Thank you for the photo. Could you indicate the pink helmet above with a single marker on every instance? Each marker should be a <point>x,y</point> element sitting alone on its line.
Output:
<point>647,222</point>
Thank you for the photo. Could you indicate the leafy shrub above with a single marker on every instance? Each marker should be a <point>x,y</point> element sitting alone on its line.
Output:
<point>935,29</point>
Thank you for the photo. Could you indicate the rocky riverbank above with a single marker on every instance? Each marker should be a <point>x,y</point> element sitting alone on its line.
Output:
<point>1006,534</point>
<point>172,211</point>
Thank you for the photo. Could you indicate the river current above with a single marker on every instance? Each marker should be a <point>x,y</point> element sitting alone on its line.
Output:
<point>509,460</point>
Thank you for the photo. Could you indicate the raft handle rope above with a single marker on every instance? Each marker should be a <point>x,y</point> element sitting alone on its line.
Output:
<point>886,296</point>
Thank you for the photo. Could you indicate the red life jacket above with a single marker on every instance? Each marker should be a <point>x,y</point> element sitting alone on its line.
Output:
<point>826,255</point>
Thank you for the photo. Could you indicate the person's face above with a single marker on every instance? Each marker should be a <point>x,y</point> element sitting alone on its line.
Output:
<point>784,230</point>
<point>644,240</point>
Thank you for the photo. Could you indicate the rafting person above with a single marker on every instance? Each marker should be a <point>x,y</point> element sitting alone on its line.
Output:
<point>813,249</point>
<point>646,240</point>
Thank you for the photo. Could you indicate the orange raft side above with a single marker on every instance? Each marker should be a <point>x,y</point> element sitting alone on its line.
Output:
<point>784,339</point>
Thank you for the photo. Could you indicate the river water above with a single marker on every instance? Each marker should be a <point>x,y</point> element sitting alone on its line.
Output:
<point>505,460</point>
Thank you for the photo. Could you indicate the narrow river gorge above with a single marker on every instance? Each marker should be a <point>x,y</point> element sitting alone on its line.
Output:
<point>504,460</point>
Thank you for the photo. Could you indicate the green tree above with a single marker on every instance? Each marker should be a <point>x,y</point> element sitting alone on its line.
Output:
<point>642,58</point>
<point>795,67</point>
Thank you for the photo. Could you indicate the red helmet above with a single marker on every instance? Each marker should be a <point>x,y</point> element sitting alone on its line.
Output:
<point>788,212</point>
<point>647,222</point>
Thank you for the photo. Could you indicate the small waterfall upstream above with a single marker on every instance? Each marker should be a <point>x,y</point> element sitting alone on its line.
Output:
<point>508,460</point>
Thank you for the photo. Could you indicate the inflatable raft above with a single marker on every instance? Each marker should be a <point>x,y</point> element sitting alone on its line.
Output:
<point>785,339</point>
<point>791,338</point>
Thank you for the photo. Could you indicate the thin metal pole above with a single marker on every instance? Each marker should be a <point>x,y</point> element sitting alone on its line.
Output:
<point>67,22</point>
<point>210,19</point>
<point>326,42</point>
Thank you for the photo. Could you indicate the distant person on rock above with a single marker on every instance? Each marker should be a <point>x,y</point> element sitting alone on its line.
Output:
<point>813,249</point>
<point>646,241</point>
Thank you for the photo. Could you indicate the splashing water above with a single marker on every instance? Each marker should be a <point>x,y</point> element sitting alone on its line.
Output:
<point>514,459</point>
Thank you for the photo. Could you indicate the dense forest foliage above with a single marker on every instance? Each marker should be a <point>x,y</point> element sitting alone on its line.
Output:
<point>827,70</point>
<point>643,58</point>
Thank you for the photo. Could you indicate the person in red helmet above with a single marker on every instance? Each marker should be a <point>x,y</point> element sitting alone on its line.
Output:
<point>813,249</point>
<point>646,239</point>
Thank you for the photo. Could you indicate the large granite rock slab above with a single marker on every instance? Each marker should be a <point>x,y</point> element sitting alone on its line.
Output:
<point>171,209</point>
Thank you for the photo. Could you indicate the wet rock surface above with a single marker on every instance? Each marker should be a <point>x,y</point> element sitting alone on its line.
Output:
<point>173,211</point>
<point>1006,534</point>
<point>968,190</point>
==
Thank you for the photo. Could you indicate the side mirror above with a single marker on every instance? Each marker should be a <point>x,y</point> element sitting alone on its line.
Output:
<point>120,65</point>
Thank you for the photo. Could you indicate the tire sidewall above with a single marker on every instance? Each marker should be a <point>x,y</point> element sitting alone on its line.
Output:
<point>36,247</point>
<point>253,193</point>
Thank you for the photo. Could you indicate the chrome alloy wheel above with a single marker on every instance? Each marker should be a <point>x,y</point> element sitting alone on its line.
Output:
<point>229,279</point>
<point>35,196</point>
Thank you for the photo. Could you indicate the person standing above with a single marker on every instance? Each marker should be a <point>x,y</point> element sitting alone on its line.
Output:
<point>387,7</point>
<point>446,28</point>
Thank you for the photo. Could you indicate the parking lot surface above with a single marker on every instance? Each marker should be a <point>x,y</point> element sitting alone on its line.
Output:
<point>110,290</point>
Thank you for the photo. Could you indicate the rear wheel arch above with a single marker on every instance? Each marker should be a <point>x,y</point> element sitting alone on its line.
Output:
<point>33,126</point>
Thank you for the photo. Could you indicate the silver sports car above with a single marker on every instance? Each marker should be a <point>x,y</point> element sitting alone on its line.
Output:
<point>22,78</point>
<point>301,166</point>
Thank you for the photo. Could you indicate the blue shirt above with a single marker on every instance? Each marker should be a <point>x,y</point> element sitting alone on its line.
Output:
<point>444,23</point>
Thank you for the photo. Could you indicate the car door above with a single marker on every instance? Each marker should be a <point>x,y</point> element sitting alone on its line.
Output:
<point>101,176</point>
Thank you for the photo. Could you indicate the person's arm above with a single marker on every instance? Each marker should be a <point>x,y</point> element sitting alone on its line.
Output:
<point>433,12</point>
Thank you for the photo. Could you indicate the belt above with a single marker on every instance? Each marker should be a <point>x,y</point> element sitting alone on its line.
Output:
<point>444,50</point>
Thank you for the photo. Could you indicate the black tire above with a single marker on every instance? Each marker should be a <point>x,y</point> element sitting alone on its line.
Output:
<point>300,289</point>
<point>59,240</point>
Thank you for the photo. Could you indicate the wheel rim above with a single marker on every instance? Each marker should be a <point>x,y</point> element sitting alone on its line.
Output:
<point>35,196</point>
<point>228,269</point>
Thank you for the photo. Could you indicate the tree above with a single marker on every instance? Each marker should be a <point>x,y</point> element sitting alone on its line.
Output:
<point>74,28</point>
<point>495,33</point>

Aim of the exercise >>
Determine how many lines of the records hold the word "helmet", giving only that number.

Written reply >>
3